(Work to complete) Reproduce every entry exactly, without alteration.

--- Begin ---

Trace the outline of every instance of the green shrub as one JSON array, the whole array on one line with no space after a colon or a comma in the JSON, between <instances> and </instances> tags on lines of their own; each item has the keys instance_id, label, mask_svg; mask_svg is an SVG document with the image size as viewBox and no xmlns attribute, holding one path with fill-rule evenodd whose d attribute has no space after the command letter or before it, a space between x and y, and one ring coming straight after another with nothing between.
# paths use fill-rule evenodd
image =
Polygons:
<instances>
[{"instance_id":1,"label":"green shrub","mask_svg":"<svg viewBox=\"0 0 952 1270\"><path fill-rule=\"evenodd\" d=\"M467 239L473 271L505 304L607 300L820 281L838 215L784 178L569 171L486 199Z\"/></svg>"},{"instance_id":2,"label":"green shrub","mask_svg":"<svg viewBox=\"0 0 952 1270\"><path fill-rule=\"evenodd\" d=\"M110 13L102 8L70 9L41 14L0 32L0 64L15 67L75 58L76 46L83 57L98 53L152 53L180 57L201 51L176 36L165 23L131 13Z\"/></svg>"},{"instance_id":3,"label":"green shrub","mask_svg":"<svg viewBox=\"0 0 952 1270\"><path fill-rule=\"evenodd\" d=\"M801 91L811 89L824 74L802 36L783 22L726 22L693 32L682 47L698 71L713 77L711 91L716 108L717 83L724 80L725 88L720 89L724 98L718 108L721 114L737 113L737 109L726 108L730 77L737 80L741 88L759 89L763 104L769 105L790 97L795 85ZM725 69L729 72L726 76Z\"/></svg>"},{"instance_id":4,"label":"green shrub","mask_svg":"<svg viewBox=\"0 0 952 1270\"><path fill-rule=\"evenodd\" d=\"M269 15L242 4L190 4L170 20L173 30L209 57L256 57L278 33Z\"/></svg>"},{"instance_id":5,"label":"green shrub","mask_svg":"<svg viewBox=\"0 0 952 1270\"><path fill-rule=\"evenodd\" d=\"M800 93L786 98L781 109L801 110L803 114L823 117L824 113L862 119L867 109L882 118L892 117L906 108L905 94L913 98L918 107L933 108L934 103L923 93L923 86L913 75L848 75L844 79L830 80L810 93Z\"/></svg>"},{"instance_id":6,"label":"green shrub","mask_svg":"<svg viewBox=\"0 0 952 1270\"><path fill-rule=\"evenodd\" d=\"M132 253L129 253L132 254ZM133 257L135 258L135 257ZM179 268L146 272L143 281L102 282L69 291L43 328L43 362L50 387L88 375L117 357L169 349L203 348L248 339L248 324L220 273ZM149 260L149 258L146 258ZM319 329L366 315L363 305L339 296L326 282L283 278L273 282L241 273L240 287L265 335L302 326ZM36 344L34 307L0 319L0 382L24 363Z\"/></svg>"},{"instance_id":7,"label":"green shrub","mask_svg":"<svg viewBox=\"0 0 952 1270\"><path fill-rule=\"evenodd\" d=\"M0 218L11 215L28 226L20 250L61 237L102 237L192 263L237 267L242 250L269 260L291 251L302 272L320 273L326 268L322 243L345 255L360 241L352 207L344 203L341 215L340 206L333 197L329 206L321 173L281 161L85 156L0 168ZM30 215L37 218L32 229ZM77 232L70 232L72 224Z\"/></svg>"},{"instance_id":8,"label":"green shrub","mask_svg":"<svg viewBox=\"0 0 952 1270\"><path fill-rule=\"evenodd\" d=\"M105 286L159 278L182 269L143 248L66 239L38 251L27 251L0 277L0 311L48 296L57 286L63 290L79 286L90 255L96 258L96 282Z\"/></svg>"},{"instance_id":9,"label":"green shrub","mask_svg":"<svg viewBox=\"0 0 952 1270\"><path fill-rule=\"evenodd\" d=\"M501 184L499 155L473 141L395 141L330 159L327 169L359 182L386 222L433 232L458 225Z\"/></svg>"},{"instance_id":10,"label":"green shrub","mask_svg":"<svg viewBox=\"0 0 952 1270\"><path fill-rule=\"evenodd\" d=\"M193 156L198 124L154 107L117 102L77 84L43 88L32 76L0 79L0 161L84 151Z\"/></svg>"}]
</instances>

--- End ---

(Output for this task)
Trace the outline of every instance of the green shrub as one JSON array, the whole array on one line with no space after a colon or a comma in the JSON, between <instances> and </instances> tags on lines of their own; each item has the keys instance_id, label, mask_svg; mask_svg is an SVG document with the image size as viewBox and no xmlns attribute, holding one path with fill-rule evenodd whose d attribute has no space after the command letter or before it, a space between x and y, and one ring coming straight after another with nothing between.
# paths use fill-rule evenodd
image =
Polygons:
<instances>
[{"instance_id":1,"label":"green shrub","mask_svg":"<svg viewBox=\"0 0 952 1270\"><path fill-rule=\"evenodd\" d=\"M467 239L473 271L505 304L607 300L820 281L838 215L784 178L569 171L486 199Z\"/></svg>"},{"instance_id":2,"label":"green shrub","mask_svg":"<svg viewBox=\"0 0 952 1270\"><path fill-rule=\"evenodd\" d=\"M110 13L102 8L70 9L41 14L0 32L0 64L15 67L75 58L76 46L83 57L98 53L152 53L180 57L201 51L176 36L165 23L131 13Z\"/></svg>"},{"instance_id":3,"label":"green shrub","mask_svg":"<svg viewBox=\"0 0 952 1270\"><path fill-rule=\"evenodd\" d=\"M801 91L811 89L824 74L802 36L783 22L726 22L693 32L682 47L698 71L713 77L711 91L716 108L717 83L724 80L725 88L720 89L724 98L718 108L721 114L737 113L737 109L726 108L730 77L737 80L741 88L759 89L763 104L769 105L790 97L795 85ZM725 69L729 72L726 76Z\"/></svg>"},{"instance_id":4,"label":"green shrub","mask_svg":"<svg viewBox=\"0 0 952 1270\"><path fill-rule=\"evenodd\" d=\"M269 15L242 4L190 4L170 20L173 30L209 57L256 57L278 33Z\"/></svg>"},{"instance_id":5,"label":"green shrub","mask_svg":"<svg viewBox=\"0 0 952 1270\"><path fill-rule=\"evenodd\" d=\"M800 93L786 98L781 109L801 110L803 114L823 117L824 113L862 119L867 109L882 118L892 117L906 108L905 94L913 98L918 107L933 108L934 103L923 93L923 86L913 75L848 75L844 79L830 80L810 93Z\"/></svg>"},{"instance_id":6,"label":"green shrub","mask_svg":"<svg viewBox=\"0 0 952 1270\"><path fill-rule=\"evenodd\" d=\"M132 253L129 253L132 254ZM133 257L135 258L135 257ZM179 268L146 272L143 281L102 282L69 291L43 328L43 362L50 387L88 375L117 357L169 349L203 348L248 339L248 324L220 273ZM149 260L149 258L146 258ZM319 329L366 315L363 305L339 296L326 282L283 278L273 282L241 273L240 287L265 335L302 326ZM36 344L34 307L0 319L0 382L24 363Z\"/></svg>"},{"instance_id":7,"label":"green shrub","mask_svg":"<svg viewBox=\"0 0 952 1270\"><path fill-rule=\"evenodd\" d=\"M0 218L11 215L28 226L20 250L61 237L102 237L192 263L237 267L242 250L269 260L291 251L302 272L320 273L326 268L322 243L345 255L360 241L352 207L344 203L341 215L340 206L333 197L329 206L321 173L281 161L85 156L0 168ZM30 215L37 218L32 229ZM77 232L70 232L72 224Z\"/></svg>"},{"instance_id":8,"label":"green shrub","mask_svg":"<svg viewBox=\"0 0 952 1270\"><path fill-rule=\"evenodd\" d=\"M105 286L159 278L182 269L143 248L66 239L38 251L27 251L0 277L0 311L48 296L57 286L63 290L79 286L90 255L96 258L96 282Z\"/></svg>"},{"instance_id":9,"label":"green shrub","mask_svg":"<svg viewBox=\"0 0 952 1270\"><path fill-rule=\"evenodd\" d=\"M501 184L499 155L473 141L395 141L330 159L327 169L359 182L386 222L433 232L458 225Z\"/></svg>"},{"instance_id":10,"label":"green shrub","mask_svg":"<svg viewBox=\"0 0 952 1270\"><path fill-rule=\"evenodd\" d=\"M193 156L198 124L154 107L117 102L77 84L43 88L32 76L0 79L0 161L84 151Z\"/></svg>"}]
</instances>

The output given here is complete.